Prairie rattlesnakes are viviparous and produce one to 25 young per reproduction event. The typical number of young ranges from four to 12, but can vary greatly due to availability of food and environmental conditions. Males may compete for females during the breeding season, but western rattlesnake females may not necessarily breed every year. They give birth in late summer or early fall, female rattlesnakes coming together to birth and care for their young in communal dens. Females have been observed "babysitting" unrelated juveniles when their mothers require a break, and engaging in other social behaviors such as drinking rainwater from each other's backs. Snakelets are 22–28 cm long and are toxic as soon as they are born. They reach sexual maturity at 3 years of age.

==Conservation status==
This species is classified as least concern on the IUCN Red List of Threatened Species (v3.1, 2001). Species are listed as such due to their wide distribution, presumed large population, or because they are unlikely to be declining fast enough to qualify for listing in a more threatened category. The population trend was stable when assessed in 2006.

The state of Iowa lists it as an endangered species, with only a single remnant population in the Loess Hills region. In Canada it is listed as a species of special concern due to steady declines since the 1930s, largely from large-scale habitat loss from cultivation and road mortality.

○ ○ ○ ○

▶ PROBLEMS AND TASKS:
1. Answer from the prairie rattlesnake text above:
(a) How long are snakelets at birth?
(b) At what age do they reach sexual maturity?
(c) In which region of Iowa does the state's single remnant population live?
2. Using the prairie rattlesnake text, explain in one to three sentences why Canada lists the species as one of special concern.
3. Please carry on the prairie rattlesnake text, starting after its final sentence.

▶ RECORDS SUPPLIED:
○ ○ ○ ○

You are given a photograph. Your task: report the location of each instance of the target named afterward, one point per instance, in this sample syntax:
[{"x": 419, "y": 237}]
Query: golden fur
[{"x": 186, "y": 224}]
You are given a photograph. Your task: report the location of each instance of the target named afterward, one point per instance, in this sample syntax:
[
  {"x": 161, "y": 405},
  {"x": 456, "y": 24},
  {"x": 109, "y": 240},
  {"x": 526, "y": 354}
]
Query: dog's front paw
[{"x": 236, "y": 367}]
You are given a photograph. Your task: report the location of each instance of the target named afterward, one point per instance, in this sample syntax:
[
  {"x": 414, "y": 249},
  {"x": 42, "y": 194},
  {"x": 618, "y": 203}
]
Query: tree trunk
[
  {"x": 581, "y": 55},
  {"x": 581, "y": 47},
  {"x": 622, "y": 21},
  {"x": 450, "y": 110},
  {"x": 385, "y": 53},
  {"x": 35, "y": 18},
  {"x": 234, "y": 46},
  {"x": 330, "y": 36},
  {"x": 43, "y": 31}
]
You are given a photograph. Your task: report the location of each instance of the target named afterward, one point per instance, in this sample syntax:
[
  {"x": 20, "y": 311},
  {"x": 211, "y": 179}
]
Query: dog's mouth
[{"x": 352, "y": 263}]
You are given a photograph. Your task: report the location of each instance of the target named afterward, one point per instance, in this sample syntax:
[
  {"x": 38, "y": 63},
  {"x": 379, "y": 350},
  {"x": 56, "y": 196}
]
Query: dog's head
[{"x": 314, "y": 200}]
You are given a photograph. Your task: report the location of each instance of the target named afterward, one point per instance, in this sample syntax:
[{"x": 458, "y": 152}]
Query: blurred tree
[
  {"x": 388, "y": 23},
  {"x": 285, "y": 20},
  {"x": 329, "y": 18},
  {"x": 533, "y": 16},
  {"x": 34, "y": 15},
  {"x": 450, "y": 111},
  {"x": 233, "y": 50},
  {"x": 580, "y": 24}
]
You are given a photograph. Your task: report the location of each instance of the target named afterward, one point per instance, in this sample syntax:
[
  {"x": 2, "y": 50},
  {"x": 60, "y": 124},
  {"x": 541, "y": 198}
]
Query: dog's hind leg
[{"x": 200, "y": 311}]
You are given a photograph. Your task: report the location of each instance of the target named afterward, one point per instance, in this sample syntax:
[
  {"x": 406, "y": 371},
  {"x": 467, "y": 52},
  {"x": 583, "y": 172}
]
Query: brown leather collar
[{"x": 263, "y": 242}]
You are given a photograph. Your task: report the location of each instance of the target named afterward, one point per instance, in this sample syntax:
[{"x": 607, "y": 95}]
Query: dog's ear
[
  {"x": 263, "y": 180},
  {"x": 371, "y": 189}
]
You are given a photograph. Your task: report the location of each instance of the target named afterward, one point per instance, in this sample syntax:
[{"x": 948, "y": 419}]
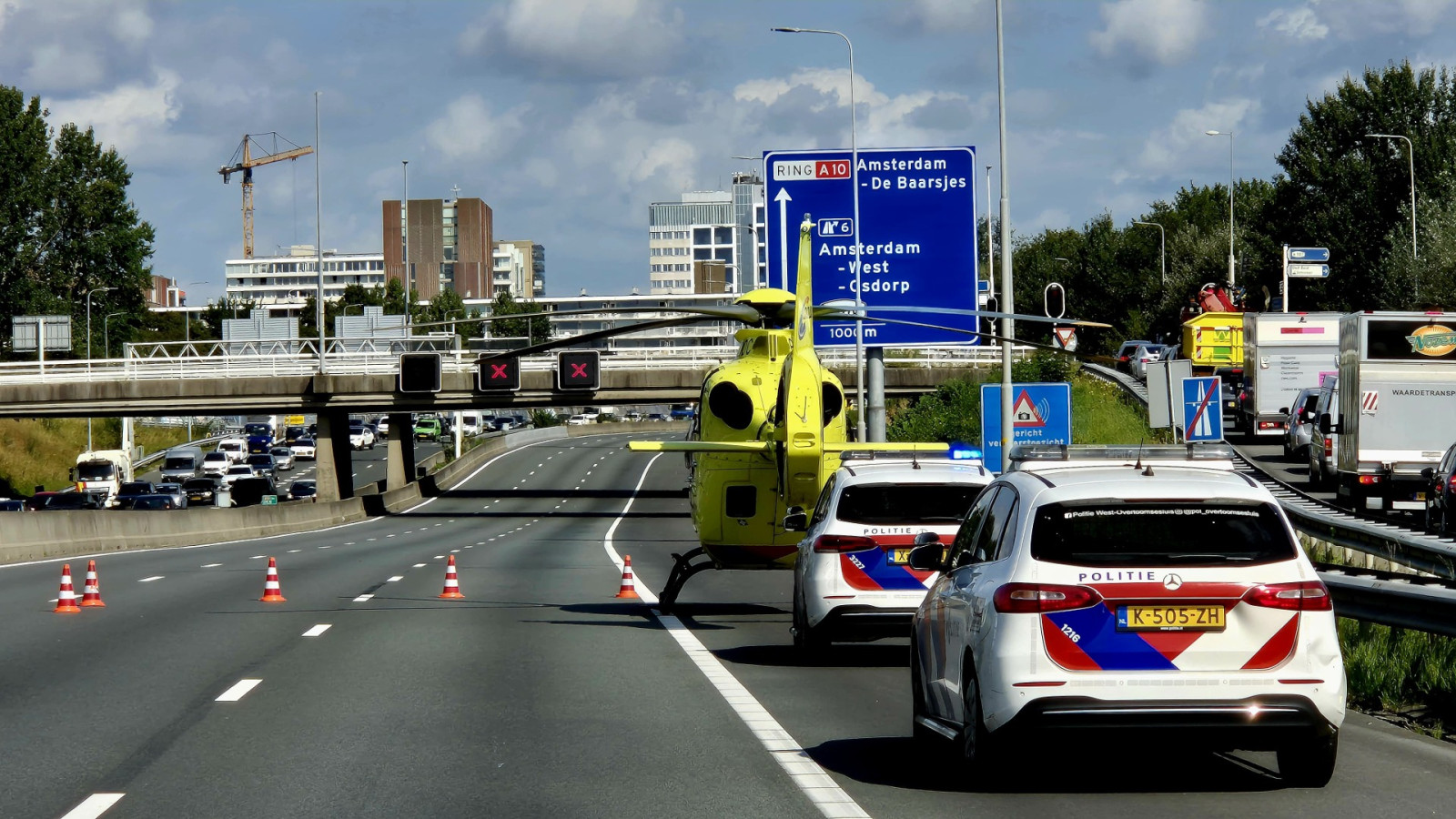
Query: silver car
[
  {"x": 1299, "y": 423},
  {"x": 1145, "y": 353}
]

○ ○ ○ ○

▶ ANSWERS PER TASK:
1.
(a) 22–28 cm
(b) 3 years
(c) The Loess Hills region

2. Canada lists it as a species of special concern because it has declined steadily since the 1930s. The declines come largely from large-scale habitat loss from cultivation and from road mortality.

3.
==Subspecies==
Crotalus viridis nuntius Klauber, 1935,
the Hopi rattlesnake, inhabits the United States from northeastern and north-central Arizona, from the New Mexico border to Cataract Creek, including the Little Colorado River basin, the southern section of the Apache Indian Reservation, the Hopi Reservation, and the Coconino Plateau from the southern rim of the Grand Canyon to US Highway 66 in the south.

Crotalus viridis viridis (Rafinesque, 1818), the prairie rattlesnake, inhabits the North American Great Plains from the Rocky Mountains to 96° W and from southern Canada to extreme northern Mexico, including southwestern Saskatchewan, southeastern Alberta, eastern Washington, Idaho in the Lemhi Valley, Montana east of the higher Rockies, southwestern North Dakota, west, central and extreme southeastern South Dakota, western Iowa, central and western Nebraska, Wyoming except for the Rockies, Colorado, central and western Kansas, Oklahoma, extreme southeastern Utah, northeastern Arizona, New Mexico, western and southwestern Texas, northeastern Sonora, northern Chihuahua, northern Coahuila.